**Sezione del documento:**
+ + + + + + +

Trama:dopo la rappresentazione della "Turandot", celebre opera incompiuta di Puccini, Alessandro Malerba (giovane direttore d'orchestra) e diverse persone a lui vicine ricevono un inquietante biglietto in una busta rossa: l'invito a seguire "Opera Prima", spettacolo di morte ispirato ai tre enigmi della principessa...

Questo libro mi ha messi un po' in difficoltà, perché proprio non sapevo che voto dargli. Ha diversi elementi positivi, che mi hanno fatta pendere verso una valutazione più buona, ma anche altrettanti elementi "di disturbo".
Parto dalle considerazioni positive: nonostante la mole, il libro scorre via molto velocemente e l'indagine non è mai pesante, anzi - crea una buona aspettativa nel lettore, che si trova così a voler scoprire perché questi delitti vengono compiuti. Certo, alcuni passaggi, alcune coincidenze, sono un po' troppo "cadute dal cielo", ma in generale è tutto collegato e in modo logico, il che fa presagire che l'autore possa, col tempo, migliorare molto. I personaggi sono piacevoli e si seguono senza problemi, anche se ho trovato i protagonisti principali, Alessandro e Sandra, un po' stereotipati (troppo perfetti nonostante le loro sofferenze, soprattutto). L'unica cosa che mi ha dato fastidio è la continua ripetizione dei loro nomi completi - non credo sia necessario riscrivere nome e cognome ogni volta. Ma questo è un errore che, con un editor, si potrebbe facilmente eliminare - così come alcune virgole messe un po' male e alcune espressioni, leggermente auliche e fuori contesto, ripetute. La storia d'amore è sicuramente ben congegnata rispetto ad altri libri, ed è anche più sensata visti i trascorsi dei due amanti, ma l'ho trovata poco "spontanea", nel senso che per l'economia del thriller non è particolarmente necessaria e, visto che personalmente non ha aumentato la connessione con i personaggi, mi è sembrata un poco "macchinosa". Tornando a parlare in maniera più oggettiva, in definitiva mi sento di dire che questo è un libro ben confezionato, pur essendo un auto-pubblicazione, ma che avrebbe potuto dare di più a livello stilistico.

+ + + + + + +

**Righe di dati:**
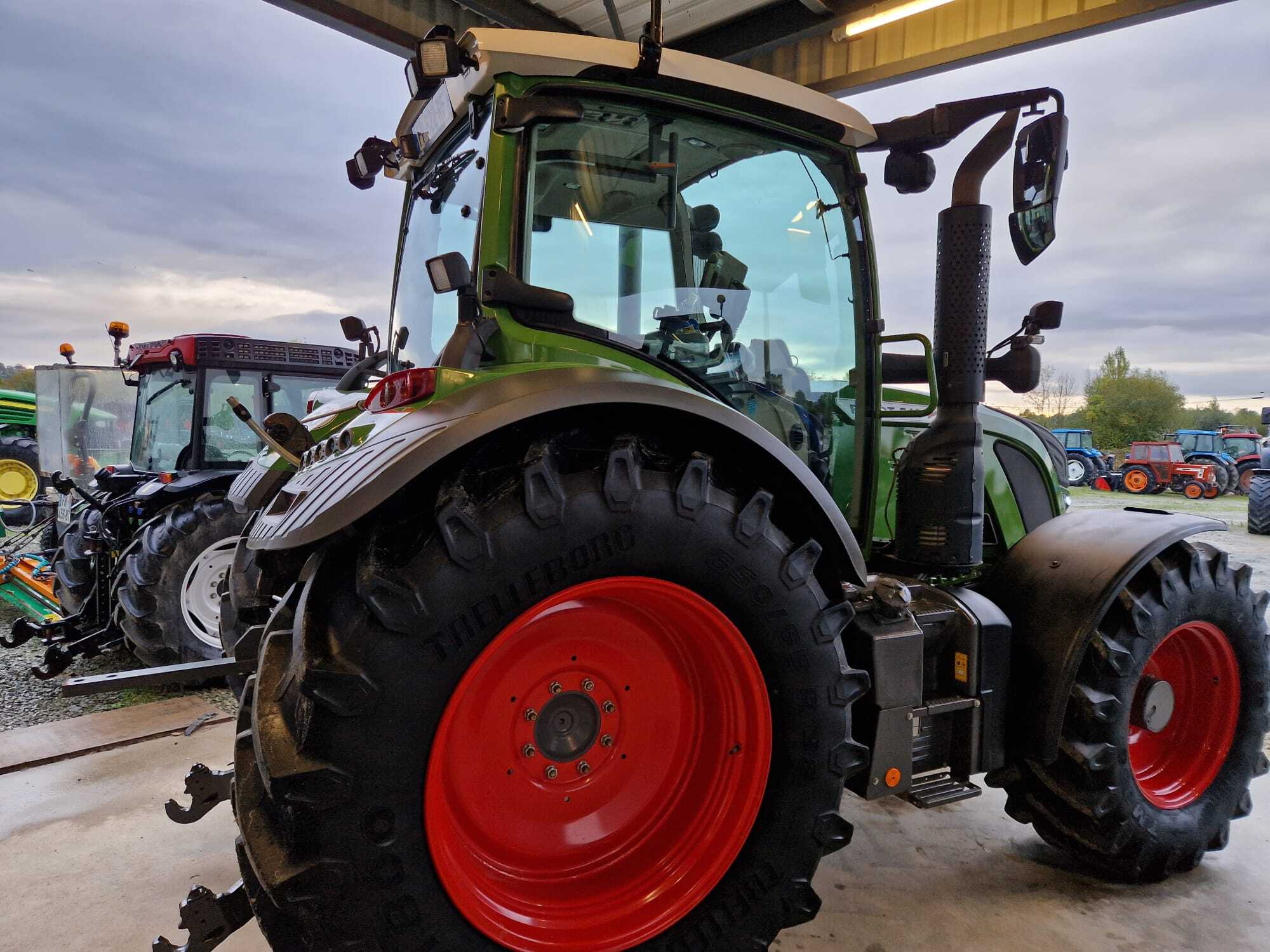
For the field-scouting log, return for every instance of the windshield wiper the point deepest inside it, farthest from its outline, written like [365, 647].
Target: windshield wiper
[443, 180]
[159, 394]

+ + + + + + +

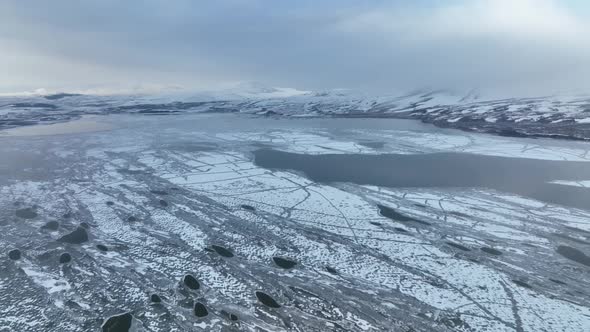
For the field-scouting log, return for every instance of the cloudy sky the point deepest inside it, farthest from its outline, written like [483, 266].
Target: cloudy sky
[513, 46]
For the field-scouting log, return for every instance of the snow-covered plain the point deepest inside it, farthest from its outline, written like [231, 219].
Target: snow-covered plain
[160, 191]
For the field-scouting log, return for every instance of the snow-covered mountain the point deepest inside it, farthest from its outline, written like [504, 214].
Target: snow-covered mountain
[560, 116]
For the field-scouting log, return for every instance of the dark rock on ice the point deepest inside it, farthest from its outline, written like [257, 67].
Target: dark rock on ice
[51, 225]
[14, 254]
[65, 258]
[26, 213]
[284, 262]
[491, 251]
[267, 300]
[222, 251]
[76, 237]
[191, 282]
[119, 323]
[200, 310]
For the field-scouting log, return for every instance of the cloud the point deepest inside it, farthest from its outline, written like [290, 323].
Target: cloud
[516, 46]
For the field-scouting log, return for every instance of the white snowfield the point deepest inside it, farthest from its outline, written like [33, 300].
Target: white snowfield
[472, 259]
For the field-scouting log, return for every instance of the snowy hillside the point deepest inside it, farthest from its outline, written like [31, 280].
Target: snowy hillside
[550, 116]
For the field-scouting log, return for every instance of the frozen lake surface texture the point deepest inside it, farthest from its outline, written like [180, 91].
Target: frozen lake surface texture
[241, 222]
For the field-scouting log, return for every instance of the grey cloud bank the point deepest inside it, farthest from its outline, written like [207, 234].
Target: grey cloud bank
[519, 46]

+ + + + + + +

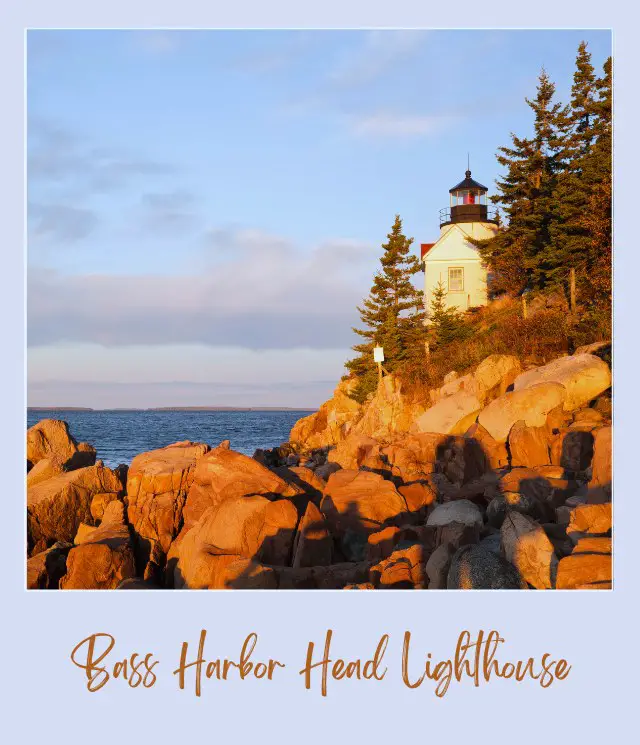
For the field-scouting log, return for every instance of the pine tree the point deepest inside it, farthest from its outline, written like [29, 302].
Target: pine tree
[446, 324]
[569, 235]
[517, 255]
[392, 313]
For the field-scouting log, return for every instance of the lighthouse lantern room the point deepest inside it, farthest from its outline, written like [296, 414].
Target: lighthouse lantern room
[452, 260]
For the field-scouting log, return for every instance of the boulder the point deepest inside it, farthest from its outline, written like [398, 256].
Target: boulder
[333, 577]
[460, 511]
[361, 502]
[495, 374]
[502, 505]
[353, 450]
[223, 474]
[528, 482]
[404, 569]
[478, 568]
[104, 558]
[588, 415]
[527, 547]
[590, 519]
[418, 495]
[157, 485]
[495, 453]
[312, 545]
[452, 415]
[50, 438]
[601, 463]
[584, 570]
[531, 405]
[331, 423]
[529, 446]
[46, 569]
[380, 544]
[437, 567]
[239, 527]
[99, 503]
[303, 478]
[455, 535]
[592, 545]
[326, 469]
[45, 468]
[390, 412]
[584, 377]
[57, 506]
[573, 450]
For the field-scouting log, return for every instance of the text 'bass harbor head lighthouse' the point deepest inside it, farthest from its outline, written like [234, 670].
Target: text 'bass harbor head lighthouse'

+ + + + + + +

**Compiti:**
1. Rispondi a queste domande sulla recensione:
(a) Quale opera viene rappresentata all'inizio della trama?
(b) Di che colore è la busta che contiene il biglietto?
(c) Come si chiamano i protagonisti principali che la recensione giudica un po' stereotipati?
2. Secondo la recensione, quali difetti si potrebbero eliminare facilmente con un editor? Elencali tutti.
3. Estrai dalla recensione il passo che va da "Trama:dopo la rappresentazione" a "enigmi della principessa...".
Le righe non hanno alcun ruolo in questo lavoro.

**Risposte ai compiti:**
1.
(a) La "Turandot" di Puccini.
(b) Rossa.
(c) Alessandro e Sandra.

2.
- La continua ripetizione dei nomi completi dei protagonisti
- Alcune virgole messe un po' male
- Alcune espressioni ripetute, leggermente auliche e fuori contesto

3.
Trama:dopo la rappresentazione della "Turandot", celebre opera incompiuta di Puccini, Alessandro Malerba (giovane direttore d'orchestra) e diverse persone a lui vicine ricevono un inquietante biglietto in una busta rossa: l'invito a seguire "Opera Prima", spettacolo di morte ispirato ai tre enigmi della principessa...